_DATASET ROWS_.

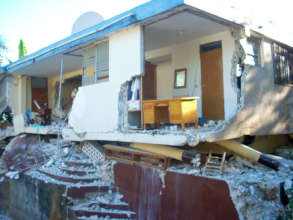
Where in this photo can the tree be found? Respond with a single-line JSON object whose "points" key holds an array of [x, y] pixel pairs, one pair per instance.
{"points": [[21, 49], [3, 49]]}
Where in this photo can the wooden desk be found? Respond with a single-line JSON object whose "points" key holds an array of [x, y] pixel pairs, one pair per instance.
{"points": [[173, 111]]}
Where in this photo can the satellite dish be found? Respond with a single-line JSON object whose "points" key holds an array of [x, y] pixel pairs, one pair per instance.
{"points": [[86, 20]]}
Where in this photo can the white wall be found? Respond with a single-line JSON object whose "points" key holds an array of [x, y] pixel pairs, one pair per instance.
{"points": [[95, 107], [165, 80], [187, 55]]}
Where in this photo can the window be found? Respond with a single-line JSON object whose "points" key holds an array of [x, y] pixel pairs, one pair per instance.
{"points": [[283, 65], [95, 64], [102, 61]]}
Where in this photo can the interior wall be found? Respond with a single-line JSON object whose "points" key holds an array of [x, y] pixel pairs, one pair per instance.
{"points": [[187, 55], [99, 102], [267, 106]]}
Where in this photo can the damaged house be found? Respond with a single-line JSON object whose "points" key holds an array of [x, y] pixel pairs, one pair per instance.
{"points": [[190, 75], [163, 73]]}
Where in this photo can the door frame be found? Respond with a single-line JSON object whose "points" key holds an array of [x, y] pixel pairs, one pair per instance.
{"points": [[220, 114]]}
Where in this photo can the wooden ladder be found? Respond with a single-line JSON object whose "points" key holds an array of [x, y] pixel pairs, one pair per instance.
{"points": [[214, 164]]}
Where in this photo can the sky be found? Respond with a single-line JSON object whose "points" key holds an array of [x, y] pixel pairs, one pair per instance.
{"points": [[40, 23]]}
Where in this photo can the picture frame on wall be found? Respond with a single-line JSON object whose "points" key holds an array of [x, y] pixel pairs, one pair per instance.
{"points": [[180, 78]]}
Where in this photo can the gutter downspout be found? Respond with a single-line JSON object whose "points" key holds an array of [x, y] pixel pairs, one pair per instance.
{"points": [[59, 106], [250, 153]]}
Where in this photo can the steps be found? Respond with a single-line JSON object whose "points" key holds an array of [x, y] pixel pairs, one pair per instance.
{"points": [[214, 164]]}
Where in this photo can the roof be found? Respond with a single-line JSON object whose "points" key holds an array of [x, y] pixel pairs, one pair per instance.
{"points": [[136, 15]]}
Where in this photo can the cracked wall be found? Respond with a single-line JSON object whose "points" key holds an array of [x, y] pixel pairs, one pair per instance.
{"points": [[95, 107]]}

_CHALLENGE_.
Turn the stretch from the row containing "Where in this photo can the sky" through the last of the rows into a numbered list, leaving out blank lines.

_SOLUTION FOR THIS EXERCISE_.
1. Where in this photo can the sky be found? Respond with a single-line JSON object whose "points" key holds an array of [x, y] pixel pairs, one pair per instance.
2. {"points": [[40, 23]]}
3. Where in this photo can the picture frame on wall be found? Respond with a single-line JSON object whose "points" key holds an array of [x, y] pixel pairs, one pair per instance.
4. {"points": [[180, 78]]}
5. Where in this photo can the gutter downspout be found? Respond with a single-line JSON object whose "points" key holds an array of [x, y] pixel pairs, one pair per instance.
6. {"points": [[59, 106], [250, 153]]}
7. Where in this photo can the steps be found? Respond with a single-line JSON object whose "points" key holds an array of [x, y] pixel pairs, one pair per instance.
8. {"points": [[214, 164]]}
9. Where in this photo can the roof be found? Respond with a single-line JSON object whose "points" key holds an array of [x, y] pixel pairs, one pair per instance.
10. {"points": [[136, 15]]}
11. Where in this photo can the cracked wall be found? Respond with a single-line JSON object whose "points" key holds an array of [x, y] pixel pairs, one pair per instance.
12. {"points": [[95, 107]]}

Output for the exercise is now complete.